== Document passage ==
1. Spreadsheet on Eu
- Posted by achury Sep 21, 2020
- 1114 views
I have a question for developers that know Eu internals. I miss a text mode spreadsheet.
"For MS Excel 2010, Row numbers ranges from 1 to 1048576; in total 1048576 rows, and Columns ranges from A to XFD; in total 16384 columns."
I said: Why not?
sequence line line = repeat ("", 16384) sequence sheet sheet = repeat(line, 2000000) sheet[1][1]=1 sheet[1][2]=2 sheet[1][3]=3 sheet[1][4]=4 sheet[1][5]=5 for i=1 to 5 do ? sheet[1][i] end for
Runs very quick! I supossed will take longer time. Does the interpreter create the whole structure of 16K columns and 2M Rows when I declare the sequence? Or is the structure created on demand when I put data inside?
I was thinking a simple spreadsheet may work simple with two sequences: One for formulas and another sequence for calculation results.
Regards
Marco Achury
2. Re: Spreadsheet on Eu
- Posted by petelomax Sep 22, 2020
- 1086 views
Does the interpreter create the whole structure of 16K columns and 2M Rows when I declare the sequence? Or is the structure created on demand when I put data inside?
No and yes. As-is, that program will require 8MB+128K. It would need at least 32GB if you populated every cell (more if cells are not integer).
===
[Your objective]
Set down the entire forum thread about a spreadsheet in Eu, word for word. The listing is separate material, unrelated to the forum thread.
== Source material ==
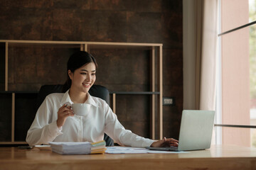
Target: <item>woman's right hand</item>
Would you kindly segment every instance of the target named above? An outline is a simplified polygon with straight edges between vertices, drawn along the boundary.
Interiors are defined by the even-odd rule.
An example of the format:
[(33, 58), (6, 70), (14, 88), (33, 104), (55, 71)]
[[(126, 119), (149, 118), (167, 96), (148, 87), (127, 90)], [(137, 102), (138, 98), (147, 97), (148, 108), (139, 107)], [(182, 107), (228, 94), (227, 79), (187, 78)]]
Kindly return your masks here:
[(71, 109), (71, 106), (68, 106), (68, 104), (65, 104), (63, 106), (61, 106), (58, 110), (58, 119), (57, 119), (58, 128), (60, 128), (64, 125), (68, 116), (74, 116), (74, 112)]

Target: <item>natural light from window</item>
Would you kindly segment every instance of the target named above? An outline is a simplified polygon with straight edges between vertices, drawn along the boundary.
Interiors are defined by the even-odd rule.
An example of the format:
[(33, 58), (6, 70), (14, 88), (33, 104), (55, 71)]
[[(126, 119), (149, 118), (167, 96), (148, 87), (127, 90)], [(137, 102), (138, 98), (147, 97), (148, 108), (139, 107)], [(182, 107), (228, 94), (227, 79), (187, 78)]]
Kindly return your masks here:
[[(256, 0), (249, 0), (249, 22), (256, 21)], [(256, 26), (250, 27), (250, 125), (256, 125)], [(256, 147), (256, 129), (251, 129), (251, 146)]]

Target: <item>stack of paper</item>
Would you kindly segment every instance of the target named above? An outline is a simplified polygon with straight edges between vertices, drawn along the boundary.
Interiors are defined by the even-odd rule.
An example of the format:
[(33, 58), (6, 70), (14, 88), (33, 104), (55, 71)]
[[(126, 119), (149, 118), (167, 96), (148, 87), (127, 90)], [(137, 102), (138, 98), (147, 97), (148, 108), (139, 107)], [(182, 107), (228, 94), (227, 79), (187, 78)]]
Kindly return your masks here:
[(106, 142), (49, 142), (52, 151), (60, 154), (88, 154), (105, 153)]

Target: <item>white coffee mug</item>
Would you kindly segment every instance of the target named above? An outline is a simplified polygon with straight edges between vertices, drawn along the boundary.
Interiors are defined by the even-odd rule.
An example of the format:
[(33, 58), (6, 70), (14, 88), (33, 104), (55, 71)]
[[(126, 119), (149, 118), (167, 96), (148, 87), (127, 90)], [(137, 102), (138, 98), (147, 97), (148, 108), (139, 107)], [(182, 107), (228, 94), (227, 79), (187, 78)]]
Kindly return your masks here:
[(88, 114), (90, 106), (90, 104), (86, 103), (73, 103), (72, 109), (75, 115), (85, 116)]

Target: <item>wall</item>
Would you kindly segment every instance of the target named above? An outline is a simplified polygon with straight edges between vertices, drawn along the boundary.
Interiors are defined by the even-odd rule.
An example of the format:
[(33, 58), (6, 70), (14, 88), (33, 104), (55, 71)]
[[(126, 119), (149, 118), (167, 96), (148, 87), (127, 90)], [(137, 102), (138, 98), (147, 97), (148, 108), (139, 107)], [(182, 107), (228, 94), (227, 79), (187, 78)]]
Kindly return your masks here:
[[(164, 135), (178, 138), (183, 109), (182, 15), (179, 0), (1, 0), (0, 39), (163, 43), (164, 96), (176, 100), (174, 106), (164, 106)], [(53, 53), (49, 47), (10, 48), (10, 52), (14, 57), (9, 59), (9, 90), (18, 91), (38, 91), (44, 84), (63, 83), (68, 58), (63, 54), (72, 53), (62, 49)], [(97, 84), (110, 91), (149, 89), (146, 51), (101, 52), (92, 51), (100, 64)], [(21, 57), (16, 59), (18, 55)], [(139, 104), (131, 103), (134, 98)], [(117, 115), (124, 127), (149, 137), (148, 97), (122, 96), (117, 100)]]

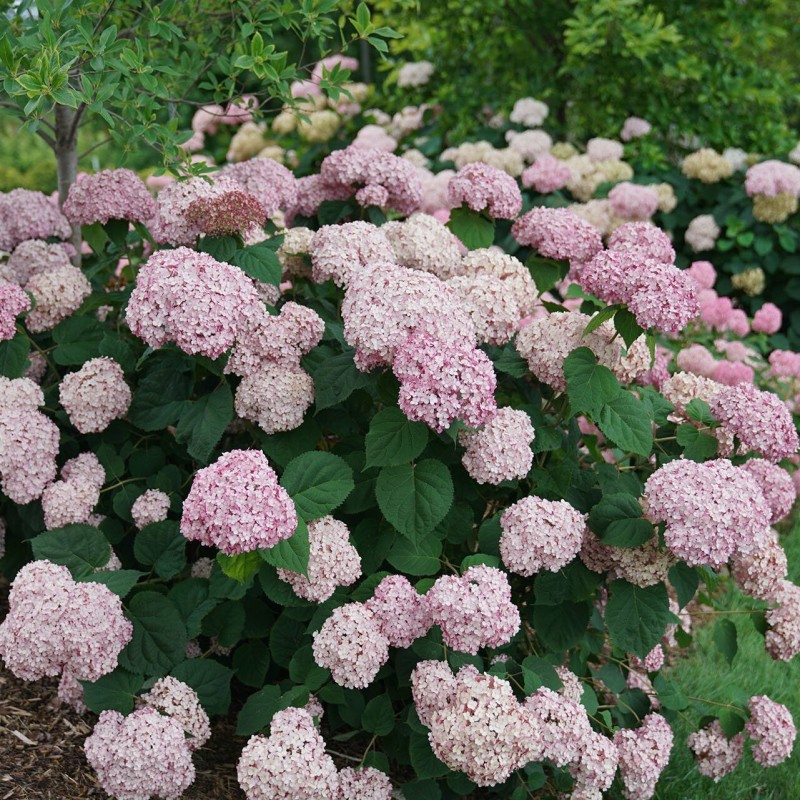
===
[Final answer]
1. Spreadsheet on Eu
- Posted by achury Sep 21, 2020
- 1114 views
I have a question for developers that know Eu internals. I miss a text mode spreadsheet.
"For MS Excel 2010, Row numbers ranges from 1 to 1048576; in total 1048576 rows, and Columns ranges from A to XFD; in total 16384 columns."
I said: Why not?
sequence line line = repeat ("", 16384) sequence sheet sheet = repeat(line, 2000000) sheet[1][1]=1 sheet[1][2]=2 sheet[1][3]=3 sheet[1][4]=4 sheet[1][5]=5 for i=1 to 5 do ? sheet[1][i] end for
Runs very quick! I supossed will take longer time. Does the interpreter create the whole structure of 16K columns and 2M Rows when I declare the sequence? Or is the structure created on demand when I put data inside?
I was thinking a simple spreadsheet may work simple with two sequences: One for formulas and another sequence for calculation results.
Regards
Marco Achury
2. Re: Spreadsheet on Eu
- Posted by petelomax Sep 22, 2020
- 1086 views
Does the interpreter create the whole structure of 16K columns and 2M Rows when I declare the sequence? Or is the structure created on demand when I put data inside?
No and yes. As-is, that program will require 8MB+128K. It would need at least 32GB if you populated every cell (more if cells are not integer).